▶ _Do this_: Please count the lines in the records below that contain the word "each" and reply with only that number.

▶ _Material_:
##############################

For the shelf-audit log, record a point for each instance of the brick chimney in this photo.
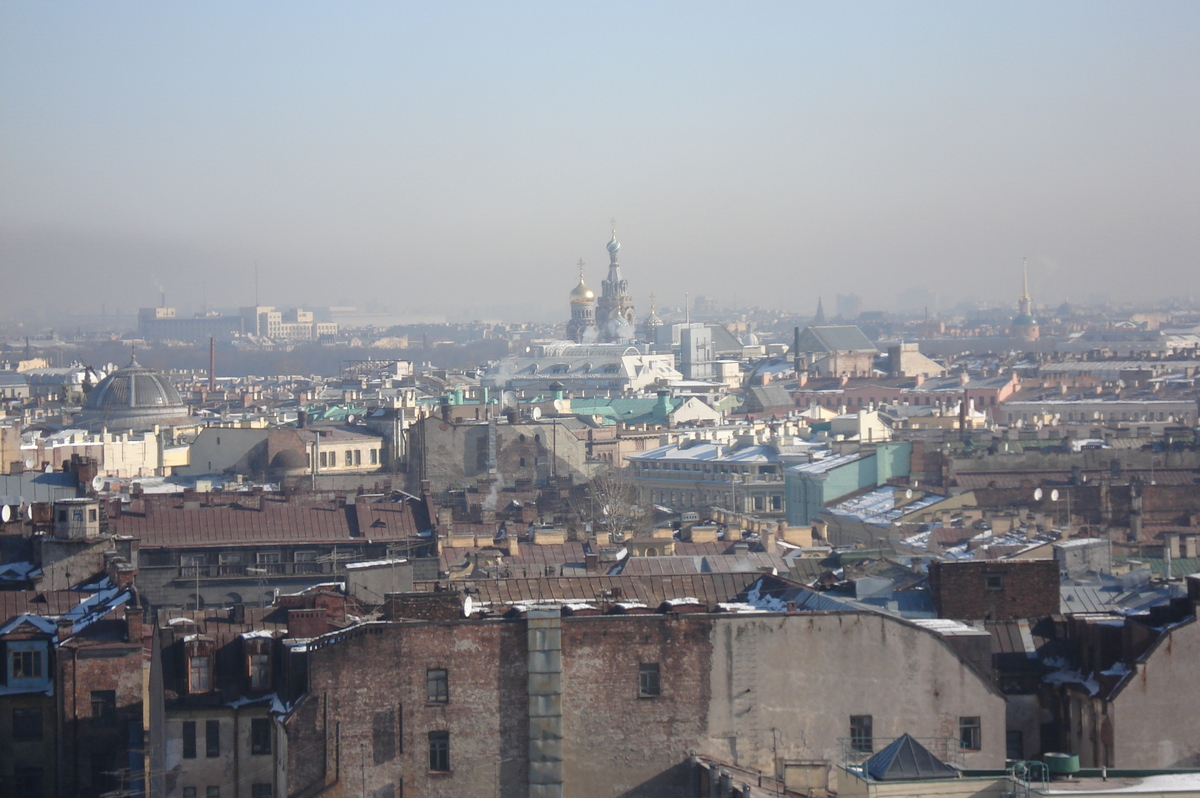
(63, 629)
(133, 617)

##############################

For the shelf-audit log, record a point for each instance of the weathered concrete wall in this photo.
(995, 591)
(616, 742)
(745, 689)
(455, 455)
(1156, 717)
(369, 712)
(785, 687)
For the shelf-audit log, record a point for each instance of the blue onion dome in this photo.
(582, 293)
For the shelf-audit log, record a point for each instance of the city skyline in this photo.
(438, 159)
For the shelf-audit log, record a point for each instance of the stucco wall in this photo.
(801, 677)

##############################

▶ _Output for this exercise_: 5